Action item:
An exact copy of all the records is the expected answer.
___ Provided data ___
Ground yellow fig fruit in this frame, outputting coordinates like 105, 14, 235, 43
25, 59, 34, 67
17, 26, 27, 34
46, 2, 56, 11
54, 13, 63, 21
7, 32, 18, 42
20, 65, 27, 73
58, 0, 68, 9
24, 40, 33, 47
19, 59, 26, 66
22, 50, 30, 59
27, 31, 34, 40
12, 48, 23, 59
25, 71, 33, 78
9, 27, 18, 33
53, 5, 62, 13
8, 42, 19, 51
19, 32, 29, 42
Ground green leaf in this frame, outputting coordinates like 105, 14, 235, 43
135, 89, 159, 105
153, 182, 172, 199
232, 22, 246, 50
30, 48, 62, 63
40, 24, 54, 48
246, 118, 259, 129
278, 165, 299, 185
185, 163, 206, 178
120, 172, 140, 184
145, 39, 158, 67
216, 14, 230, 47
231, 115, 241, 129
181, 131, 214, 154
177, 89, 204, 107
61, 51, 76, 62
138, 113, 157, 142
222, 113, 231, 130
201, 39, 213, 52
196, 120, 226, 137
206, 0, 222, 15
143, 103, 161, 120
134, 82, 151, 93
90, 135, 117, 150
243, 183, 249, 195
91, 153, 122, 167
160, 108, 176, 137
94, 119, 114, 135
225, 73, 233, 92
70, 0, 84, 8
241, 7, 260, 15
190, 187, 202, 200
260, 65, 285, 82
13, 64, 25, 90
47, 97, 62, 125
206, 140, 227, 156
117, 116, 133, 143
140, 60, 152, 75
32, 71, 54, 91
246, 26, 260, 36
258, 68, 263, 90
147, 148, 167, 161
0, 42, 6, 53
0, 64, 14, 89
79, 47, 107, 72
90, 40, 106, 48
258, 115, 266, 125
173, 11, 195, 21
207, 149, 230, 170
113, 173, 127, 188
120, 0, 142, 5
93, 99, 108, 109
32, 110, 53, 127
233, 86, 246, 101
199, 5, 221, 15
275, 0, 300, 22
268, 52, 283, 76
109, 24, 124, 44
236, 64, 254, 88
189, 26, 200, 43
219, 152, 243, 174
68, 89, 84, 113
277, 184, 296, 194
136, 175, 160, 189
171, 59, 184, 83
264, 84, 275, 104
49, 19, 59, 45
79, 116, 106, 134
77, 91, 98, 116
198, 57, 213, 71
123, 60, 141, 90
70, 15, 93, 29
___
Response for this exercise:
Ground yellow fig fruit in this frame, outputting coordinates like 105, 14, 235, 43
25, 59, 34, 67
17, 26, 27, 34
46, 2, 56, 11
54, 13, 63, 21
7, 32, 18, 42
20, 65, 27, 73
58, 0, 68, 9
24, 40, 33, 47
19, 59, 26, 66
22, 50, 30, 59
27, 31, 34, 40
12, 48, 23, 59
25, 71, 33, 78
9, 27, 18, 33
53, 5, 62, 13
8, 42, 19, 51
19, 32, 29, 42
Ground green leaf in this frame, outputting coordinates like 105, 14, 235, 43
135, 89, 159, 105
153, 182, 172, 199
232, 22, 246, 50
30, 48, 62, 63
40, 24, 54, 48
246, 118, 259, 129
278, 165, 299, 185
185, 163, 206, 178
120, 172, 140, 184
145, 39, 158, 67
216, 14, 230, 47
231, 115, 241, 129
181, 131, 214, 154
177, 89, 204, 107
61, 51, 76, 62
138, 113, 157, 142
222, 113, 231, 130
201, 39, 213, 52
196, 120, 226, 137
206, 0, 222, 15
143, 103, 161, 120
134, 82, 151, 93
90, 135, 117, 150
243, 183, 249, 195
91, 153, 122, 167
160, 108, 176, 137
94, 119, 114, 135
225, 73, 233, 92
70, 0, 84, 8
241, 7, 260, 15
190, 187, 202, 200
260, 65, 285, 82
13, 64, 25, 90
47, 97, 62, 125
206, 140, 227, 156
117, 116, 133, 143
140, 60, 152, 75
32, 71, 54, 91
246, 26, 260, 36
258, 68, 263, 90
147, 148, 167, 161
0, 42, 6, 53
0, 64, 14, 89
79, 47, 107, 72
90, 40, 106, 48
258, 115, 266, 125
173, 11, 195, 21
207, 149, 230, 170
113, 173, 127, 188
120, 0, 142, 5
93, 99, 108, 109
32, 110, 53, 127
233, 86, 246, 101
199, 5, 221, 15
275, 0, 300, 22
268, 52, 283, 76
109, 24, 124, 44
236, 64, 254, 88
189, 26, 200, 43
219, 152, 243, 174
68, 89, 84, 113
277, 184, 296, 194
136, 175, 160, 189
171, 59, 184, 83
264, 84, 275, 104
49, 19, 59, 45
79, 116, 106, 134
77, 91, 98, 116
198, 57, 213, 71
123, 60, 141, 90
70, 15, 93, 29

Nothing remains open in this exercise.